本文抜粋 -
----
反正天皇陵 法起寺・法輪寺 法隆寺・中宮寺 藤ノ木古墳
行燈山古墳(崇神天皇陵) [Jul 30, 2013]
黒塚古墳からさらに東へ。三輪山の麓であるこのあたりを「山の辺の道」といい、大きな古墳や寺などが散在している。道端に「崇神天皇陵」の案内石が置かれている。坂を上って大きな通りを渡ると、例によって宮内庁の立札があり、毎度おなじみ御影石の柵と鳥居が見えてくる。
この古墳は、大和・柳本古墳群では渋谷向山古墳(景行天皇陵)に次ぐ大きさを持つ巨大古墳で、周囲に陪塚(ばいちょう。近親者や重臣の墓とみられる)を持つ。ちなみに、上の写真階段奥に見える森が堀の中にある天皇陵で、左手建物(宮内庁の陵墓管理事務所)の上に見える森が陪塚。長さがちょうど天皇陵の半分だそうだ。
鳥居まで進んで奥、天皇陵方面を見ると、後方は三輪山である。大山古墳(仁徳天皇陵)と比べると小ぶりだが、堀の幅が広いので奥行きがあるように見える。後を振り返ると、奈良盆地へ向けて緩やかに下って見晴しがいい。この地を治めた大王が墓を作るとすれば、間違いなくこの場所を選ぶだろうと想定される場所である。
以前に古代史の連載で説明したように、私自身は大和朝廷が日本全国を支配下に置いたのは白村江以降(7世紀)のことであると考えている。「倭国」と呼ばれた九州政権とは別に近畿に拠点を置く地方政権があり、それが紆余曲折を経て全国政権となったのだろうと思う。巨大古墳が近畿に多いのは、九州政権がGDPの多くを戦争に費やしていたからだろう。
崇神天皇は本名「ミマキイリヒコイニエ」で「ハツクニシラススメラミコト」と伝えられる。名前の意味は「初めて国を治めたスメラミコト」なので、近畿地域を初めて統一した大王という意味にとることができる。大神神社(三輪山)との関係も記紀に書かれているので、三輪山をご神体として信仰するこの地域の支配者であったと思われる。
一方で、大和朝廷の始祖とされる神武天皇は出自が九州であることが明記されている。また、以前連載で述べたように、景行天皇から仲哀天皇までは記紀の記載の不自然さから九州政権の王であったと思われる。さらに、伝承が豊富で実際にこの地を支配したことが確実な仁徳天皇以降の王朝は、宇佐八幡宮・応神天皇の子孫であることをもって王の権威としている。
となると、近畿を初めて統一した崇神天皇と呼ばれる支配者の系統は、どこかで滅ぼされたか統合されたかした可能性が大きいのではないだろうか。近鉄もJRもない時期に、親子孫になるはずの開化・崇神・垂仁天皇陵が奈良市内と柳本を行ったり来たりしないだろうし、最初に述べたように三輪山を信仰する政権ならこのあたりに眠りたいと思うはずなのである。
現在の宮内庁の取り決めによる天皇・皇族の陵墓や陵墓参考地の推定は、すべて記紀に書かれている人物にあてはめようとするから訳が分からなくなっているのである。おそらく大部分の古墳は、現皇室とは直接のつながりはないと思われるのであるから、被葬時期が5世紀以前の古墳については、黒塚古墳と同様にきちんと調査すれば、得られるものは多いように思う。
----
データ -
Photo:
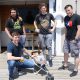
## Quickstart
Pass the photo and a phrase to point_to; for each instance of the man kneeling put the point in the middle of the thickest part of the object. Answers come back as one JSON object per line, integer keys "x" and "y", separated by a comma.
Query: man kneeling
{"x": 14, "y": 56}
----
指示 -
1. 本文抜粋によれば、崇神天皇を近畿地域を初めて統一した大王と解釈できるのはなぜか。一〜三文で説明せよ。
2. データの行すべてについて、「man kneeling」を「person kneeling」に置き換え、ほかは一切変えずに書き直してください。画像は答えに含めないこと。

解答例 -
1. 崇神天皇は「ハツクニシラススメラミコト」と伝えられており、その名前の意味が「初めて国を治めたスメラミコト」だからである。

2.
Photo:
## Quickstart
Pass the photo and a phrase to point_to; for each instance of the person kneeling put the point in the middle of the thickest part of the object. Answers come back as one JSON object per line, integer keys "x" and "y", separated by a comma.
Query: person kneeling
{"x": 14, "y": 56}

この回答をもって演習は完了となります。